• _TASKS FOR THIS EXERCISE_:
a - Print the passage on anti-war attitudes in full, with every character unchanged.
b - Render the part of the records that opens with the line containing "trace overcast sky, every instance" and closes with the last line of the records as a Markdown table with the columns Row and Line, skipping blank lines.

• _EXCERPT_:
** Begin **

On the other hand the common people had a different view: see Grimmelshausen's novel Simplicissimus, about the 30 year's war.
Anti-war attitudes go as far back as the always out-of step Euripides, whose The Trojan Women is hard not to read as a great anti-war statement. "Greeks, your strength is in your spears, not your minds," says Hecuba, as she lays the body of her grandson, Hector's son, Astyanax, into his his dead father's shield -- the child had been thrown off the remaining battlements to complete the destruction of Troy.
This was written or performed 415-16 BC, right after the Athenian destruction of Melos in the Peloponnesian War, another 30 years war, an event recounted with shocking cynicism and brutality by Thucydides in his History -- a more ambiguous work, but one that certainly has among its points that war leads to moral degradation of victors as well as destruction of the vanquished.
http://www.shsu.edu/~his_ncp/Melian.html
in a the stiff Victorian Jowett translation.
The theory of the Just War, developed by the Scholastics, _presumes_ war is an evil. Aquinas, in the Summa II.ii. q. 40, puts forth three conditions: that it be waged by sovereign authority and not privately -- vendettas were a big problem in those days; that it be for a just cause against belligerent at fault (today, and not long after Aquinas, put in the idea that war is supposed to be a last resort), and that it be fought for a good purpose -- not just for glory or booty or as a land-grab.
It's my understanding that in traditional Chinese culture war was considered an evil even by the upper classes. Soldiers were not held in high esteem, unlike in Europe or Japan. After the Warring States era, China was actually remarkably peaceful for a very long time. Sun Tze's The Art of War emphasizes winning without actually fighting, if you can do it, s the mark of the superior military leader. Buddhism in theory repudiares war, but that didn't seem to have a lot of impact, and the Japanese managed to combine Zen with military dictatorship and all-around militarism without a blink.

** End **

• _DATA SECTION_:
** Begin **

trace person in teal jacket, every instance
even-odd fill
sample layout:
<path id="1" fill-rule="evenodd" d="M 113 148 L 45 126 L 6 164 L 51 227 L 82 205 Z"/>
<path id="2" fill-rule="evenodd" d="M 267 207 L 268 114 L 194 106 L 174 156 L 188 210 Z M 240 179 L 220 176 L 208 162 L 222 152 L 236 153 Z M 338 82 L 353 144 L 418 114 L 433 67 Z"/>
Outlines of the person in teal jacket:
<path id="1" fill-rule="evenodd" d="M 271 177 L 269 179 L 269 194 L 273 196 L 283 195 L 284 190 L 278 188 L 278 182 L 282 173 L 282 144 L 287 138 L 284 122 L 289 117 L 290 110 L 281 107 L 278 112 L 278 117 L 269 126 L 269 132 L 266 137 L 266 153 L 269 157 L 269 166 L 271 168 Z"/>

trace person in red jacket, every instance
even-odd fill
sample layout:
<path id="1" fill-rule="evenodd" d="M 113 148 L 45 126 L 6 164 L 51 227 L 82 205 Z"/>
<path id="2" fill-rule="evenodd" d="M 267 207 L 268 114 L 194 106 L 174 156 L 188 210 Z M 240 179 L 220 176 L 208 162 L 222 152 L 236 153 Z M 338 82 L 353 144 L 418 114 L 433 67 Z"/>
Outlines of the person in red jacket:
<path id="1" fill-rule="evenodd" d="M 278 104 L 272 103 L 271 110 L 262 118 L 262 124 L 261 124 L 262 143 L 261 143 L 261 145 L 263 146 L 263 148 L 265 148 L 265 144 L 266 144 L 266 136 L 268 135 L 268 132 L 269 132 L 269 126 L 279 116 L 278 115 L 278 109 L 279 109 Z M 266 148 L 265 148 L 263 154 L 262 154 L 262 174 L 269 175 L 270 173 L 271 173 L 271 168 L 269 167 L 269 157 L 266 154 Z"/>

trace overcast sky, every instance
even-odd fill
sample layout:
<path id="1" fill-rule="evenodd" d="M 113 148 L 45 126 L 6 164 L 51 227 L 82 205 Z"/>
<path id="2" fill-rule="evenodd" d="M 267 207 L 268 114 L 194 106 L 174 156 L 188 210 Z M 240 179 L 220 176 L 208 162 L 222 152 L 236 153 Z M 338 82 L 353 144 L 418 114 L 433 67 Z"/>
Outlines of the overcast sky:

** End **

• _TASK SOLUTIONS_:
a -
On the other hand the common people had a different view: see Grimmelshausen's novel Simplicissimus, about the 30 year's war.
Anti-war attitudes go as far back as the always out-of step Euripides, whose The Trojan Women is hard not to read as a great anti-war statement. "Greeks, your strength is in your spears, not your minds," says Hecuba, as she lays the body of her grandson, Hector's son, Astyanax, into his his dead father's shield -- the child had been thrown off the remaining battlements to complete the destruction of Troy.
This was written or performed 415-16 BC, right after the Athenian destruction of Melos in the Peloponnesian War, another 30 years war, an event recounted with shocking cynicism and brutality by Thucydides in his History -- a more ambiguous work, but one that certainly has among its points that war leads to moral degradation of victors as well as destruction of the vanquished.
http://www.shsu.edu/~his_ncp/Melian.html
in a the stiff Victorian Jowett translation.
The theory of the Just War, developed by the Scholastics, _presumes_ war is an evil. Aquinas, in the Summa II.ii. q. 40, puts forth three conditions: that it be waged by sovereign authority and not privately -- vendettas were a big problem in those days; that it be for a just cause against belligerent at fault (today, and not long after Aquinas, put in the idea that war is supposed to be a last resort), and that it be fought for a good purpose -- not just for glory or booty or as a land-grab.
It's my understanding that in traditional Chinese culture war was considered an evil even by the upper classes. Soldiers were not held in high esteem, unlike in Europe or Japan. After the Warring States era, China was actually remarkably peaceful for a very long time. Sun Tze's The Art of War emphasizes winning without actually fighting, if you can do it, s the mark of the superior military leader. Buddhism in theory repudiares war, but that didn't seem to have a lot of impact, and the Japanese managed to combine Zen with military dictatorship and all-around militarism without a blink.

b -
| Row | Line |
|---|---|
| 1 | trace overcast sky, every instance |
| 2 | even-odd fill |
| 3 | sample layout: |
| 4 | <path id="1" fill-rule="evenodd" d="M 113 148 L 45 126 L 6 164 L 51 227 L 82 205 Z"/> |
| 5 | <path id="2" fill-rule="evenodd" d="M 267 207 L 268 114 L 194 106 L 174 156 L 188 210 Z M 240 179 L 220 176 L 208 162 L 222 152 L 236 153 Z M 338 82 L 353 144 L 418 114 L 433 67 Z"/> |
| 6 | Outlines of the overcast sky: |